◆ PROBLEM DETAILS ◆
Track down each line below containing the string "distant" and copy it.

◆ SOURCE INFORMATION ◆
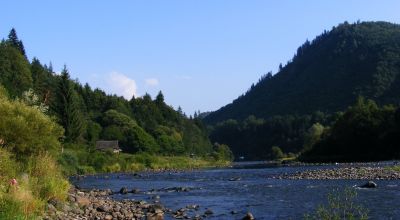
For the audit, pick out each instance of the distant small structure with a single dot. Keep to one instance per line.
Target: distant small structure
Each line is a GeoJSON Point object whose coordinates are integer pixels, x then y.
{"type": "Point", "coordinates": [108, 146]}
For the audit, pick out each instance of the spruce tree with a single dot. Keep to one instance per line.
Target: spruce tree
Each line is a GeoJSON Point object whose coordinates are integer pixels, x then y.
{"type": "Point", "coordinates": [15, 42]}
{"type": "Point", "coordinates": [66, 108]}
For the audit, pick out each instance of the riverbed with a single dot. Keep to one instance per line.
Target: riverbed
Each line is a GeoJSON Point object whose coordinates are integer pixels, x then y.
{"type": "Point", "coordinates": [232, 192]}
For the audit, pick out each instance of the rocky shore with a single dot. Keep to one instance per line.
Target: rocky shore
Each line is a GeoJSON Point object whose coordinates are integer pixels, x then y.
{"type": "Point", "coordinates": [98, 205]}
{"type": "Point", "coordinates": [360, 173]}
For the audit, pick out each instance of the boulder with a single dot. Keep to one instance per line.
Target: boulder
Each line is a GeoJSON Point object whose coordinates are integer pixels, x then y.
{"type": "Point", "coordinates": [208, 212]}
{"type": "Point", "coordinates": [82, 201]}
{"type": "Point", "coordinates": [248, 216]}
{"type": "Point", "coordinates": [369, 184]}
{"type": "Point", "coordinates": [123, 190]}
{"type": "Point", "coordinates": [135, 191]}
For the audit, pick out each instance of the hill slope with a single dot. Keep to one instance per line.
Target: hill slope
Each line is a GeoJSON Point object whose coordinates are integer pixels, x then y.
{"type": "Point", "coordinates": [327, 75]}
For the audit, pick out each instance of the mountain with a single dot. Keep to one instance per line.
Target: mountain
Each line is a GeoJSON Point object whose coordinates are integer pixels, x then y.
{"type": "Point", "coordinates": [327, 75]}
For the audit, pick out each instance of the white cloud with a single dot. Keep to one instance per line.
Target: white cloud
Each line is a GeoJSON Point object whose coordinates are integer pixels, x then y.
{"type": "Point", "coordinates": [184, 77]}
{"type": "Point", "coordinates": [152, 82]}
{"type": "Point", "coordinates": [121, 84]}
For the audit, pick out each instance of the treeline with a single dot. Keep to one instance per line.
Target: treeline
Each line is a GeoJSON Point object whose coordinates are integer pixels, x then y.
{"type": "Point", "coordinates": [141, 124]}
{"type": "Point", "coordinates": [364, 132]}
{"type": "Point", "coordinates": [254, 138]}
{"type": "Point", "coordinates": [327, 74]}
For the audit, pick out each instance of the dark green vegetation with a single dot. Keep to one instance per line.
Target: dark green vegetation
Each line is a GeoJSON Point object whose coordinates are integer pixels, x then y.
{"type": "Point", "coordinates": [292, 108]}
{"type": "Point", "coordinates": [365, 132]}
{"type": "Point", "coordinates": [49, 125]}
{"type": "Point", "coordinates": [141, 124]}
{"type": "Point", "coordinates": [341, 205]}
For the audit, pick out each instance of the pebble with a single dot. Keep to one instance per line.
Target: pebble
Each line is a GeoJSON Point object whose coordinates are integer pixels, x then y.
{"type": "Point", "coordinates": [360, 173]}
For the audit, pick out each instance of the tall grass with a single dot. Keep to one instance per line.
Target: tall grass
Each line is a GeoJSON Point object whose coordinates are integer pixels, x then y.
{"type": "Point", "coordinates": [39, 180]}
{"type": "Point", "coordinates": [82, 162]}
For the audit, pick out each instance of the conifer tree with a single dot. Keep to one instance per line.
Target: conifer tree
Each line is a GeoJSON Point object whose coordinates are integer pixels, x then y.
{"type": "Point", "coordinates": [66, 107]}
{"type": "Point", "coordinates": [15, 42]}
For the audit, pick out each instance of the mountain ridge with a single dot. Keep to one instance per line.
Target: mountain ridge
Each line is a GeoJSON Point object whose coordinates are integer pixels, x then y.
{"type": "Point", "coordinates": [327, 74]}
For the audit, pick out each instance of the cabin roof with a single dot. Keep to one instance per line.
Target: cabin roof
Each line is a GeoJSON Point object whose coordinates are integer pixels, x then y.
{"type": "Point", "coordinates": [104, 145]}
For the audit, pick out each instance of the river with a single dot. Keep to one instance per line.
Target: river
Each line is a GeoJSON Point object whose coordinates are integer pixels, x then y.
{"type": "Point", "coordinates": [247, 187]}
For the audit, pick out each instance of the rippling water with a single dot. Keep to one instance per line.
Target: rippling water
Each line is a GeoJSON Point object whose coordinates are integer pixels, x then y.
{"type": "Point", "coordinates": [255, 192]}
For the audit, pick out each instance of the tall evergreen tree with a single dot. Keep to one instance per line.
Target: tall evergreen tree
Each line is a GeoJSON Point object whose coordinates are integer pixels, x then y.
{"type": "Point", "coordinates": [15, 42]}
{"type": "Point", "coordinates": [159, 98]}
{"type": "Point", "coordinates": [66, 107]}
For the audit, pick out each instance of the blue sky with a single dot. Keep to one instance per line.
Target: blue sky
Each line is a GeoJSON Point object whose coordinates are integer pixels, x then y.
{"type": "Point", "coordinates": [201, 54]}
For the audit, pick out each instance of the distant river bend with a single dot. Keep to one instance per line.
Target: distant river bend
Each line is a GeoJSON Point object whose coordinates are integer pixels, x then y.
{"type": "Point", "coordinates": [247, 187]}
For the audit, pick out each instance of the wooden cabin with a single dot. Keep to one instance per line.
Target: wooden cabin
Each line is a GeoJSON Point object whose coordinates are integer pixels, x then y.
{"type": "Point", "coordinates": [108, 146]}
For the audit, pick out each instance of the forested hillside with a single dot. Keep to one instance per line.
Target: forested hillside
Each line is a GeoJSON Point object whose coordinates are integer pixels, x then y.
{"type": "Point", "coordinates": [308, 94]}
{"type": "Point", "coordinates": [327, 75]}
{"type": "Point", "coordinates": [141, 124]}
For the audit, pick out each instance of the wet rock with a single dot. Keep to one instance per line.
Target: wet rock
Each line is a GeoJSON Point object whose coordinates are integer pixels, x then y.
{"type": "Point", "coordinates": [135, 191]}
{"type": "Point", "coordinates": [196, 207]}
{"type": "Point", "coordinates": [208, 212]}
{"type": "Point", "coordinates": [370, 184]}
{"type": "Point", "coordinates": [248, 216]}
{"type": "Point", "coordinates": [51, 207]}
{"type": "Point", "coordinates": [103, 208]}
{"type": "Point", "coordinates": [82, 201]}
{"type": "Point", "coordinates": [123, 190]}
{"type": "Point", "coordinates": [235, 179]}
{"type": "Point", "coordinates": [108, 217]}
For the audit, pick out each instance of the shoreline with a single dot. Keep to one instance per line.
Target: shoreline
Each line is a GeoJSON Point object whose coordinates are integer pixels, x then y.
{"type": "Point", "coordinates": [97, 204]}
{"type": "Point", "coordinates": [345, 173]}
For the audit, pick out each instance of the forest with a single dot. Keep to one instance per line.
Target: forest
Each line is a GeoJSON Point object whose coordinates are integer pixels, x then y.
{"type": "Point", "coordinates": [313, 92]}
{"type": "Point", "coordinates": [142, 125]}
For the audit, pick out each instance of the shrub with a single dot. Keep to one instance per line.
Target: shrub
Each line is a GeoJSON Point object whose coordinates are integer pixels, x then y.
{"type": "Point", "coordinates": [86, 170]}
{"type": "Point", "coordinates": [25, 130]}
{"type": "Point", "coordinates": [112, 168]}
{"type": "Point", "coordinates": [341, 205]}
{"type": "Point", "coordinates": [46, 178]}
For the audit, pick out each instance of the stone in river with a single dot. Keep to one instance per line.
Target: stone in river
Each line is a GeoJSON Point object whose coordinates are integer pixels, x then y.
{"type": "Point", "coordinates": [123, 190]}
{"type": "Point", "coordinates": [248, 216]}
{"type": "Point", "coordinates": [370, 184]}
{"type": "Point", "coordinates": [208, 212]}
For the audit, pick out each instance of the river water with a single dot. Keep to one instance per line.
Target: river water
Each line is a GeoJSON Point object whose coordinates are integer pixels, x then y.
{"type": "Point", "coordinates": [254, 190]}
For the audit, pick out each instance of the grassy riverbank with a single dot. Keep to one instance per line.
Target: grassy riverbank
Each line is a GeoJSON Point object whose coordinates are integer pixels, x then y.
{"type": "Point", "coordinates": [84, 162]}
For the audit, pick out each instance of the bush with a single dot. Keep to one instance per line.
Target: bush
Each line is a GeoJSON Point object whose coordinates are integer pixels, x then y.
{"type": "Point", "coordinates": [86, 170]}
{"type": "Point", "coordinates": [46, 178]}
{"type": "Point", "coordinates": [112, 168]}
{"type": "Point", "coordinates": [135, 167]}
{"type": "Point", "coordinates": [25, 130]}
{"type": "Point", "coordinates": [277, 153]}
{"type": "Point", "coordinates": [341, 205]}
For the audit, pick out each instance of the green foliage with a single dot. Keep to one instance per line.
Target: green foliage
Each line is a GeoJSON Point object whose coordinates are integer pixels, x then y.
{"type": "Point", "coordinates": [365, 132]}
{"type": "Point", "coordinates": [26, 130]}
{"type": "Point", "coordinates": [254, 137]}
{"type": "Point", "coordinates": [327, 74]}
{"type": "Point", "coordinates": [27, 137]}
{"type": "Point", "coordinates": [277, 153]}
{"type": "Point", "coordinates": [341, 205]}
{"type": "Point", "coordinates": [15, 73]}
{"type": "Point", "coordinates": [313, 136]}
{"type": "Point", "coordinates": [67, 109]}
{"type": "Point", "coordinates": [222, 152]}
{"type": "Point", "coordinates": [131, 136]}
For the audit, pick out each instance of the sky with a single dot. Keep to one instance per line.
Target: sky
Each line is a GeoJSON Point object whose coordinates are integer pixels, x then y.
{"type": "Point", "coordinates": [201, 54]}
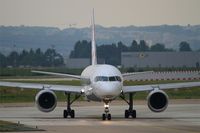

◆ EXPECTED ANSWER ◆
For the audit, pick out each instance of the distant small structure with a single dot. Keep to one instance per line.
Target: distant small structure
For the audit, pick out each instance of the distant river bend with a single dot. Keep to one instance per line.
Target: distant river bend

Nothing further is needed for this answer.